> The task:
What the task needs is every record repeated exactly, nothing more.

[Saved entries]

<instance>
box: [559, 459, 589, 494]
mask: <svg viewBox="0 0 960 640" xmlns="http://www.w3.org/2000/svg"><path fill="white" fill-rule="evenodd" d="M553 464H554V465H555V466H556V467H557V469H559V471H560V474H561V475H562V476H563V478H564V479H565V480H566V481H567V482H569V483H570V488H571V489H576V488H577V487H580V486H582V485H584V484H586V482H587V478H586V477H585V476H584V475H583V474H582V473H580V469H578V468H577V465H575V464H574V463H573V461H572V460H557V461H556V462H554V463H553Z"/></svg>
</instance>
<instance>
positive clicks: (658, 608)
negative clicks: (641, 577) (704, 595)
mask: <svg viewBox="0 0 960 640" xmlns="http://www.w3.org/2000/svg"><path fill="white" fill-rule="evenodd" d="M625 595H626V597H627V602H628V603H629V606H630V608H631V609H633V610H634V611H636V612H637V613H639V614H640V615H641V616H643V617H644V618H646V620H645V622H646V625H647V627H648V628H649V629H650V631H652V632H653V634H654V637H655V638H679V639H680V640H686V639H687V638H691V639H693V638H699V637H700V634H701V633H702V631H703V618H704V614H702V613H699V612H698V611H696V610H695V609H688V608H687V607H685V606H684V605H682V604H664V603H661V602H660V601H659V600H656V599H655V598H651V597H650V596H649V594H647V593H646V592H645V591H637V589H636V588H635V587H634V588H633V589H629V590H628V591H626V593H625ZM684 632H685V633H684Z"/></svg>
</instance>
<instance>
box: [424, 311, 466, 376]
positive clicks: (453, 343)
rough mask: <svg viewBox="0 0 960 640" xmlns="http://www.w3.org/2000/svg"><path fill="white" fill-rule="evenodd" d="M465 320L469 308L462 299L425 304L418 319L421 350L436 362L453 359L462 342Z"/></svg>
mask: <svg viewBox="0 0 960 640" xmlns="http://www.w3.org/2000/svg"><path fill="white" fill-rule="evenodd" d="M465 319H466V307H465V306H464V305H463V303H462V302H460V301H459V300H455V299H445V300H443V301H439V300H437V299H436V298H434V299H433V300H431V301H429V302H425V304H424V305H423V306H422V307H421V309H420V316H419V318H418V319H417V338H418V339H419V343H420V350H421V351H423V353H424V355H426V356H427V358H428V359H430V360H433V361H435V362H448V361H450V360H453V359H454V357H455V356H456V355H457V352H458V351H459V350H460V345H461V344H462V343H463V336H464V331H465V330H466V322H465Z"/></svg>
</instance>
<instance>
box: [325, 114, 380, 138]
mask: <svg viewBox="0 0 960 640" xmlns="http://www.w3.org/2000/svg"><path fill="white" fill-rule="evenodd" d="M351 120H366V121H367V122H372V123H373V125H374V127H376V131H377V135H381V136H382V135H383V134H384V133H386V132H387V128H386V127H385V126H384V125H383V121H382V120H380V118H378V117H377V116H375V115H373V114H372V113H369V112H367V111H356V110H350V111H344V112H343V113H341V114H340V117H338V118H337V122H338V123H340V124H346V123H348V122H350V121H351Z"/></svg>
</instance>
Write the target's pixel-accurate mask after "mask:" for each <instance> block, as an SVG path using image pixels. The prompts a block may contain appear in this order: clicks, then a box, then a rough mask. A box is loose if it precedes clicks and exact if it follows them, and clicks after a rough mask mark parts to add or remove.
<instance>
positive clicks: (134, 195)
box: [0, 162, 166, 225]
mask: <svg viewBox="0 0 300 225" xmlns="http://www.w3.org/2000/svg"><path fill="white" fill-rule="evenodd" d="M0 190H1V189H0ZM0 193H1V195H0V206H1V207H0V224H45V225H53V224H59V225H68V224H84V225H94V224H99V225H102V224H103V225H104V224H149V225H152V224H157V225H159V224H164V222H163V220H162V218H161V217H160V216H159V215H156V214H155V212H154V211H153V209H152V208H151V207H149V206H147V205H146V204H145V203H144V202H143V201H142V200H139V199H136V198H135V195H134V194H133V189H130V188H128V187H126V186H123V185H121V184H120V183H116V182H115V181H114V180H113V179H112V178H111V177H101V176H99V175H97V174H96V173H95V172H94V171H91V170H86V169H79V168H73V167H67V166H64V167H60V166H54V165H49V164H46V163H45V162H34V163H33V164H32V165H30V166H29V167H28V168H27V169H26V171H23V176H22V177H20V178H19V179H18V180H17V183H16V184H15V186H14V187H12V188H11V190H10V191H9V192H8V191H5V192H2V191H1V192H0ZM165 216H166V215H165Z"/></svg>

> Output below:
<instance>
box: [559, 459, 589, 494]
mask: <svg viewBox="0 0 960 640" xmlns="http://www.w3.org/2000/svg"><path fill="white" fill-rule="evenodd" d="M553 464H554V465H555V466H556V467H557V469H559V471H560V474H561V475H562V476H563V478H564V479H565V480H566V481H567V482H569V483H570V488H571V489H576V488H577V487H580V486H582V485H584V484H586V482H587V478H586V477H585V476H584V475H583V474H582V473H580V469H578V468H577V465H575V464H574V463H573V461H572V460H557V461H556V462H554V463H553Z"/></svg>
</instance>
<instance>
positive clicks: (658, 608)
negative clicks: (641, 577) (704, 595)
mask: <svg viewBox="0 0 960 640" xmlns="http://www.w3.org/2000/svg"><path fill="white" fill-rule="evenodd" d="M625 595H626V597H627V602H628V603H629V606H630V608H631V609H633V610H634V611H636V612H637V613H639V614H640V615H641V616H643V617H644V618H646V620H645V622H646V625H647V627H648V628H649V629H650V631H652V632H653V634H654V637H655V638H679V639H680V640H686V639H687V638H691V639H693V638H699V637H700V634H701V633H702V631H703V618H704V614H702V613H699V612H698V611H696V610H695V609H688V608H687V607H685V606H684V605H682V604H664V603H661V602H660V601H659V600H656V599H655V598H651V597H650V596H649V594H647V593H646V592H645V591H637V589H636V588H635V587H634V588H633V589H629V590H628V591H626V593H625ZM684 632H685V633H684Z"/></svg>
</instance>
<instance>
box: [424, 311, 466, 376]
positive clicks: (453, 343)
rough mask: <svg viewBox="0 0 960 640" xmlns="http://www.w3.org/2000/svg"><path fill="white" fill-rule="evenodd" d="M465 320L469 308L462 299L425 304L418 319L421 350L436 362L453 359L462 342Z"/></svg>
mask: <svg viewBox="0 0 960 640" xmlns="http://www.w3.org/2000/svg"><path fill="white" fill-rule="evenodd" d="M465 319H466V307H465V306H464V305H463V303H462V302H460V301H459V300H455V299H445V300H443V301H439V300H437V299H436V298H434V299H433V300H431V301H429V302H425V304H424V305H423V306H422V307H421V309H420V316H419V318H418V319H417V338H418V339H419V343H420V350H421V351H423V353H424V355H426V356H427V358H428V359H430V360H433V361H435V362H448V361H450V360H453V359H454V357H455V356H456V355H457V352H458V351H459V350H460V345H461V344H462V343H463V336H464V331H465V330H466V322H465Z"/></svg>
</instance>
<instance>
box: [325, 114, 380, 138]
mask: <svg viewBox="0 0 960 640" xmlns="http://www.w3.org/2000/svg"><path fill="white" fill-rule="evenodd" d="M351 120H366V121H367V122H372V123H373V125H374V127H376V131H377V135H381V136H382V135H383V134H384V133H386V132H387V128H386V127H385V126H384V125H383V121H382V120H380V118H378V117H377V116H375V115H373V114H372V113H369V112H367V111H356V110H350V111H344V112H343V113H341V114H340V117H338V118H337V122H338V123H340V124H346V123H348V122H350V121H351Z"/></svg>
</instance>
Write the target's pixel-accurate mask after "mask:" for each <instance> block, as an SVG path using image pixels. The prompts a block may contain appear in this order: clicks, then a box, then a rough mask. A box is loose if it precedes clicks and exact if it follows them, and clicks after a rough mask mark parts to add or remove.
<instance>
positive clicks: (134, 195)
box: [0, 162, 166, 225]
mask: <svg viewBox="0 0 300 225" xmlns="http://www.w3.org/2000/svg"><path fill="white" fill-rule="evenodd" d="M0 190H1V189H0ZM0 193H1V195H0V206H1V207H0V224H45V225H53V224H59V225H68V224H84V225H94V224H99V225H102V224H103V225H104V224H149V225H152V224H157V225H159V224H164V222H163V220H162V218H161V217H160V216H159V215H156V214H155V212H154V211H153V209H152V208H151V207H149V206H147V205H146V204H145V203H144V202H143V201H142V200H139V199H136V198H135V195H134V194H133V189H130V188H128V187H126V186H123V185H121V184H120V183H116V182H115V181H114V180H113V179H112V178H111V177H101V176H99V175H97V174H96V173H95V172H94V171H91V170H86V169H79V168H73V167H67V166H64V167H60V166H54V165H49V164H46V163H45V162H34V163H33V164H32V165H30V166H29V167H28V168H27V169H26V171H23V176H22V177H20V178H19V179H18V180H17V183H16V184H15V186H14V187H12V188H11V190H10V191H9V192H8V191H5V192H2V191H1V192H0ZM165 216H166V215H165Z"/></svg>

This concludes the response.